Assigned task:
Retype, exactly as they appear below, the lines between the line holding "x=385, y=81" and the line holding "x=894, y=428", both ends included.
***** The data *****
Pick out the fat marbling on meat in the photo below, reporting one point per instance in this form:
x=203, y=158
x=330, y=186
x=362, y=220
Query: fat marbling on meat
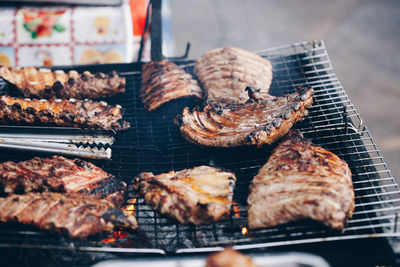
x=75, y=214
x=163, y=81
x=301, y=180
x=255, y=123
x=225, y=72
x=198, y=196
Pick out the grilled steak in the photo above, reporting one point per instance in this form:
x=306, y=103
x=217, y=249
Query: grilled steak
x=229, y=258
x=301, y=180
x=200, y=195
x=225, y=73
x=44, y=83
x=78, y=215
x=163, y=81
x=59, y=174
x=257, y=122
x=70, y=113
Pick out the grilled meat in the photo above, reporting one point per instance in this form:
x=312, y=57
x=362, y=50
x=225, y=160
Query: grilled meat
x=70, y=113
x=163, y=81
x=78, y=215
x=225, y=73
x=59, y=174
x=200, y=195
x=44, y=83
x=301, y=180
x=257, y=122
x=229, y=258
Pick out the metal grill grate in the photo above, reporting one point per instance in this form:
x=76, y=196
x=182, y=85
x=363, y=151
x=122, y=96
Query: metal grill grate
x=155, y=144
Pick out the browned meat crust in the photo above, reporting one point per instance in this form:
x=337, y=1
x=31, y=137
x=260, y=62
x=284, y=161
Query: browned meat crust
x=69, y=113
x=78, y=215
x=229, y=258
x=59, y=174
x=200, y=195
x=225, y=73
x=257, y=122
x=44, y=83
x=163, y=81
x=301, y=180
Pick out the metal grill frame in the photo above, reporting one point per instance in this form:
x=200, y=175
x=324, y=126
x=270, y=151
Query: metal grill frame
x=333, y=123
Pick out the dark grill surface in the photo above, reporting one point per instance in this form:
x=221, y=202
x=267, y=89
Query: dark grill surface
x=154, y=144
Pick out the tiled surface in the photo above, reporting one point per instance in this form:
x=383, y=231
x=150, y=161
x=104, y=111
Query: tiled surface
x=362, y=38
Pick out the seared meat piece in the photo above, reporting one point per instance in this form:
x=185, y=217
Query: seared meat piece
x=226, y=72
x=200, y=195
x=78, y=215
x=257, y=122
x=44, y=83
x=301, y=180
x=69, y=113
x=163, y=81
x=61, y=175
x=229, y=258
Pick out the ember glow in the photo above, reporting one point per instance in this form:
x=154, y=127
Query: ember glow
x=235, y=208
x=131, y=207
x=244, y=231
x=117, y=235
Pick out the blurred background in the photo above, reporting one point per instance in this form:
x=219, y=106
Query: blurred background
x=362, y=39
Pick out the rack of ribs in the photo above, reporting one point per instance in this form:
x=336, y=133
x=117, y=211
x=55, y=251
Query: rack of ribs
x=44, y=83
x=78, y=215
x=59, y=174
x=70, y=113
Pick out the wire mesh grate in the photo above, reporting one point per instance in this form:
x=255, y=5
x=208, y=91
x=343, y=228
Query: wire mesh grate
x=154, y=144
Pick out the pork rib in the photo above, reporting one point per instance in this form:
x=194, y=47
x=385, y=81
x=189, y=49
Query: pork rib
x=163, y=81
x=257, y=122
x=301, y=180
x=78, y=215
x=44, y=83
x=70, y=113
x=199, y=196
x=225, y=73
x=59, y=174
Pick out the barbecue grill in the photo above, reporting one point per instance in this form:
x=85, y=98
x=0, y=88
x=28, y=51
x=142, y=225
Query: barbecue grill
x=155, y=144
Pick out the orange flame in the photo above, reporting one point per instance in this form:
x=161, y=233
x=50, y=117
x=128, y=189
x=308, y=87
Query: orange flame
x=244, y=231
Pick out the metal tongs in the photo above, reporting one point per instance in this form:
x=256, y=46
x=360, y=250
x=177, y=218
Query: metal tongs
x=66, y=141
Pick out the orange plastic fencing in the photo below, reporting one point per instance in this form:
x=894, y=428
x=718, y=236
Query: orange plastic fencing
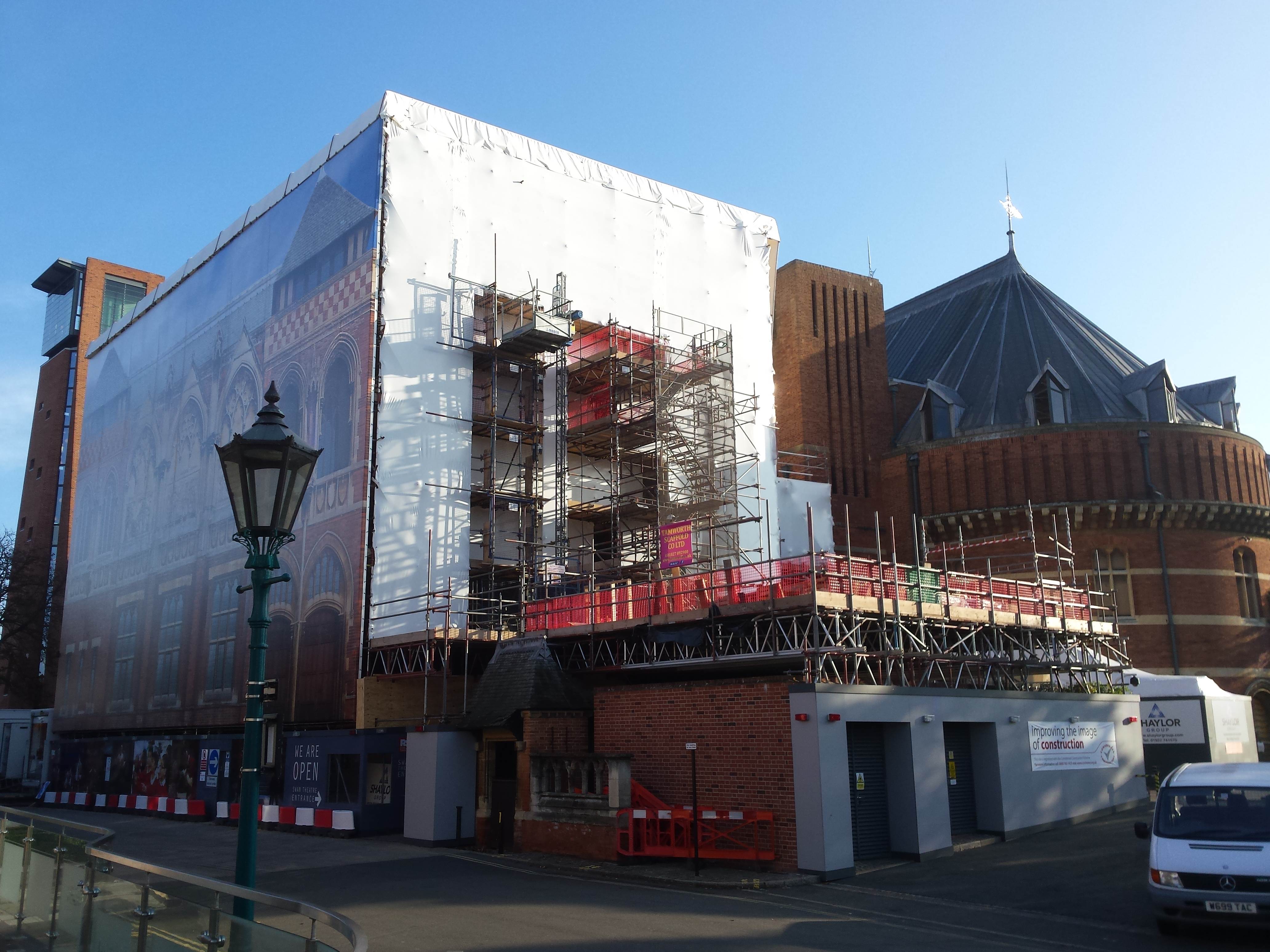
x=656, y=829
x=867, y=579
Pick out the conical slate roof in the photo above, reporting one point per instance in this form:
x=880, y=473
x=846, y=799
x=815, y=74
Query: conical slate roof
x=990, y=334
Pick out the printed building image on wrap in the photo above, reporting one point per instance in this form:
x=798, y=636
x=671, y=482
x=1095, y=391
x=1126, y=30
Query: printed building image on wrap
x=153, y=569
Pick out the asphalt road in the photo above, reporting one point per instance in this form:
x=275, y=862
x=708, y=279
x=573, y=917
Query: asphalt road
x=1075, y=889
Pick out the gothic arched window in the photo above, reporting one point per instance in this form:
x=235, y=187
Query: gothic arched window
x=1248, y=583
x=336, y=437
x=1113, y=570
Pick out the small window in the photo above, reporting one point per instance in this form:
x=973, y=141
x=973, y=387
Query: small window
x=1248, y=583
x=342, y=777
x=327, y=577
x=120, y=299
x=937, y=418
x=1048, y=399
x=222, y=637
x=125, y=652
x=1113, y=572
x=1042, y=408
x=168, y=662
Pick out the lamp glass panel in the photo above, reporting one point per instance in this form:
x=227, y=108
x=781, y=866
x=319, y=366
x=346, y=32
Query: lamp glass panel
x=300, y=473
x=266, y=490
x=234, y=483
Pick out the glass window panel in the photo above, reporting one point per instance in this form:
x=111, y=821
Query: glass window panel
x=118, y=300
x=222, y=637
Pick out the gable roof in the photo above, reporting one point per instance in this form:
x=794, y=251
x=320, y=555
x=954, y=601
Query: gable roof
x=524, y=676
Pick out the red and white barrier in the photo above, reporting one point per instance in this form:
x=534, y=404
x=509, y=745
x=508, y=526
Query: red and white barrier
x=281, y=817
x=298, y=817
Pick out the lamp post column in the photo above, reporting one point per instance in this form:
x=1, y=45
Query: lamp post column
x=253, y=724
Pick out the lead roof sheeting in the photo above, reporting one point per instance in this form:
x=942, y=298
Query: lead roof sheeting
x=1208, y=393
x=990, y=333
x=228, y=234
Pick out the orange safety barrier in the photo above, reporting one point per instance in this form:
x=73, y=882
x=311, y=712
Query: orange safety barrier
x=654, y=829
x=865, y=579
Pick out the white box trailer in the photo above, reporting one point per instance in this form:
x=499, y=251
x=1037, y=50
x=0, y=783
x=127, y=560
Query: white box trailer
x=25, y=738
x=1192, y=720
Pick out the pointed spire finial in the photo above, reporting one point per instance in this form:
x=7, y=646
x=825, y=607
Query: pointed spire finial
x=1011, y=212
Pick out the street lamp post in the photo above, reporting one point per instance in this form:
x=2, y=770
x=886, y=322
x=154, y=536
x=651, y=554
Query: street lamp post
x=267, y=471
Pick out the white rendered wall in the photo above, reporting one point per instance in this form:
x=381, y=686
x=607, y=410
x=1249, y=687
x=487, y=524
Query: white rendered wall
x=625, y=244
x=793, y=497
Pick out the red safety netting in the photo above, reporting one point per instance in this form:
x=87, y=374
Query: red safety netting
x=611, y=339
x=873, y=586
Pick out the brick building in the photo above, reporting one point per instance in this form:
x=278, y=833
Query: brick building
x=1006, y=395
x=832, y=403
x=84, y=301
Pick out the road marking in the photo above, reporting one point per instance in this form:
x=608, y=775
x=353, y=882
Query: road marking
x=841, y=913
x=987, y=908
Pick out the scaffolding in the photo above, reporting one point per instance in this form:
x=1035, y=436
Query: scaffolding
x=653, y=423
x=851, y=620
x=512, y=339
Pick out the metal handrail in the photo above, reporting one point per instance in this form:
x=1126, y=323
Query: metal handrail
x=342, y=925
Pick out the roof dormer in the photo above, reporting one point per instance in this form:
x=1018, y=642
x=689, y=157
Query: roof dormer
x=1152, y=394
x=940, y=412
x=1048, y=398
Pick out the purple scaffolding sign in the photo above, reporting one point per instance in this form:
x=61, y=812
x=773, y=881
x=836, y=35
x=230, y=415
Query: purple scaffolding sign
x=676, y=544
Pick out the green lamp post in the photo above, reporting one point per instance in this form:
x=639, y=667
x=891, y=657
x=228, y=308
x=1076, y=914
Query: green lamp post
x=267, y=471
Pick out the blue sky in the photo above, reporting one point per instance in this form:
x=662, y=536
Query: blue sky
x=1137, y=137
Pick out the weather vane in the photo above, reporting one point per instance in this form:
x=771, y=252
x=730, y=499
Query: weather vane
x=1011, y=212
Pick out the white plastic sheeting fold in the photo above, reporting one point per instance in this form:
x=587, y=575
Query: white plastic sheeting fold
x=258, y=209
x=625, y=243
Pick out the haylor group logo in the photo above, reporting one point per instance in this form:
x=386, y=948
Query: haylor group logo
x=1159, y=719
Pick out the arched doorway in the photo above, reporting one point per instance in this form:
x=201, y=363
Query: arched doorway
x=319, y=667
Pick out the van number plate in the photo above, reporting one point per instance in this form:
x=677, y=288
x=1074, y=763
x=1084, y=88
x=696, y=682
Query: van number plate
x=1220, y=907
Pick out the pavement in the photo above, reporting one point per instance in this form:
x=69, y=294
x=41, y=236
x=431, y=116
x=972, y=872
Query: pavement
x=1076, y=889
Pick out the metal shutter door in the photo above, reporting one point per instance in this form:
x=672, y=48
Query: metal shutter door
x=960, y=785
x=870, y=822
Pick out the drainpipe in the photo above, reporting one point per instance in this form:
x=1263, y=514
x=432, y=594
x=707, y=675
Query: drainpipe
x=1145, y=442
x=895, y=414
x=915, y=487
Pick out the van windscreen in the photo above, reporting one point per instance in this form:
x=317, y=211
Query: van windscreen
x=1215, y=813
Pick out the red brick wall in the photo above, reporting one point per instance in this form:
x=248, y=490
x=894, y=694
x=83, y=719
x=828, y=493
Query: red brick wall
x=554, y=733
x=742, y=730
x=1099, y=465
x=1084, y=464
x=593, y=841
x=831, y=383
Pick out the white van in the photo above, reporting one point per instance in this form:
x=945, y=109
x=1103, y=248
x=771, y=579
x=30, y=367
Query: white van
x=1211, y=846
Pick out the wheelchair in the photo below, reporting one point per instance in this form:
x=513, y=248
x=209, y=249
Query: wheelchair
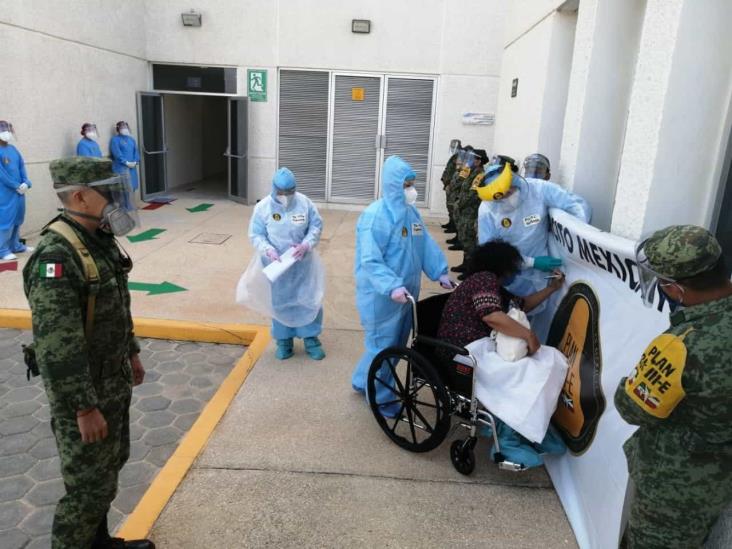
x=429, y=389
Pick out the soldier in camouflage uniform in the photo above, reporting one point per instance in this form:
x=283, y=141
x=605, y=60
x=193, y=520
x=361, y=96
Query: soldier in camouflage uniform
x=680, y=395
x=88, y=370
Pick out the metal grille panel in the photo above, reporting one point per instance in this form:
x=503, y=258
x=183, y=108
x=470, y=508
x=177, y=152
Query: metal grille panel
x=408, y=125
x=355, y=127
x=303, y=128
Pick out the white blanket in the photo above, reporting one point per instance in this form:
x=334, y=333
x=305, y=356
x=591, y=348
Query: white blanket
x=523, y=394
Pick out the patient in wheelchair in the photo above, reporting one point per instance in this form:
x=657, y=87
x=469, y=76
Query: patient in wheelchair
x=478, y=307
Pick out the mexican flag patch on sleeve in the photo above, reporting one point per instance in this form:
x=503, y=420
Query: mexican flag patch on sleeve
x=51, y=270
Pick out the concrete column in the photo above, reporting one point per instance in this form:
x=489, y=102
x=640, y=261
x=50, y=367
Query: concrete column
x=605, y=50
x=678, y=119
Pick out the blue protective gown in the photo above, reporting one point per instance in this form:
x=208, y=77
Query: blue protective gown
x=393, y=248
x=12, y=204
x=527, y=227
x=88, y=147
x=274, y=226
x=122, y=148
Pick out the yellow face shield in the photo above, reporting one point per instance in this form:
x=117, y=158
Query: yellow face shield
x=496, y=189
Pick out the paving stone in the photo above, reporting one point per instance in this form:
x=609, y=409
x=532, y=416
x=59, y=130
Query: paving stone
*****
Solution to the exercise:
x=385, y=81
x=189, y=49
Query: pork rib
x=163, y=81
x=257, y=122
x=301, y=180
x=78, y=215
x=44, y=83
x=70, y=113
x=199, y=196
x=225, y=73
x=59, y=174
Pick out the barbecue grill in the photo above, reporting one point per instance in this form:
x=85, y=98
x=0, y=88
x=28, y=51
x=142, y=225
Query: barbecue grill
x=155, y=144
Pick out the orange flame in the photo above, reporting one point per instance in this form:
x=161, y=233
x=50, y=117
x=128, y=189
x=308, y=87
Query: orange flame
x=244, y=231
Pick out the metal tongs in the photo above, reporting one point per instance in this form:
x=256, y=46
x=360, y=250
x=177, y=218
Query: metal tongs
x=66, y=141
Pick out the orange plastic fencing in the photo below, reporting one point per instance in this form:
x=894, y=428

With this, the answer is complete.